PROBLEM DETAILS:
Reproduce the data below word for word, keeping every line unchanged and in its original order.

WORKING DATA:
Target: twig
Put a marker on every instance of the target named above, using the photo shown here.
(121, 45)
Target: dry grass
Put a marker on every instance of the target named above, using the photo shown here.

EXPECTED ANSWER:
Target: twig
Put a marker on every instance of the target named above, using the photo shown here.
(121, 45)
Target: dry grass
Put a marker on every instance of the target named above, using the photo shown here.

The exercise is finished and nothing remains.